* [Task to complete] Scan the records for the word "positive". Copy each line that includes it.

* [Data for this exercise]
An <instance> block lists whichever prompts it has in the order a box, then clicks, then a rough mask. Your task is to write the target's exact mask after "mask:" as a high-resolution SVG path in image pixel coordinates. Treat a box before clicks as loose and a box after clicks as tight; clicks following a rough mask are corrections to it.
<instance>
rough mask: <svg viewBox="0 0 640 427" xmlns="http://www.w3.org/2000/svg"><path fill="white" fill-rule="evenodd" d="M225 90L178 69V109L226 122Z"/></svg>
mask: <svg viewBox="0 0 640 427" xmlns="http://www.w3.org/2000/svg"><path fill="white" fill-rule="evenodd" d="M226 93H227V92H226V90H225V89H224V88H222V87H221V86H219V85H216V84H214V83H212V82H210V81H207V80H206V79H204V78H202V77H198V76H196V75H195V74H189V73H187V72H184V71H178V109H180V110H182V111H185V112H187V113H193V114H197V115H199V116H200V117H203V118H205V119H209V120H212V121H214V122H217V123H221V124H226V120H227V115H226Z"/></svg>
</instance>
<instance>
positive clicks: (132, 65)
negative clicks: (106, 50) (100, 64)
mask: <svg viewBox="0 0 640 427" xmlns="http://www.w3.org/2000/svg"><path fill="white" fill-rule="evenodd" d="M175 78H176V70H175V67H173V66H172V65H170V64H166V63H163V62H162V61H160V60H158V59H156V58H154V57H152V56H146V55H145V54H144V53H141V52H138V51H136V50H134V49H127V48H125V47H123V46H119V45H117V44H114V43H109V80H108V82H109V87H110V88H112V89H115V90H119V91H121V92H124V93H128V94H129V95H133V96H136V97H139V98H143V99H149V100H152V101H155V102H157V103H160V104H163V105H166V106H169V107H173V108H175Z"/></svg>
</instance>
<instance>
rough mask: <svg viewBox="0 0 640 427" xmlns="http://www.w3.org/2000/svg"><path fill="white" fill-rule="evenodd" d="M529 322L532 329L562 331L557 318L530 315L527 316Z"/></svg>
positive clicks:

* [Output]
positive clicks: (132, 65)
positive clicks:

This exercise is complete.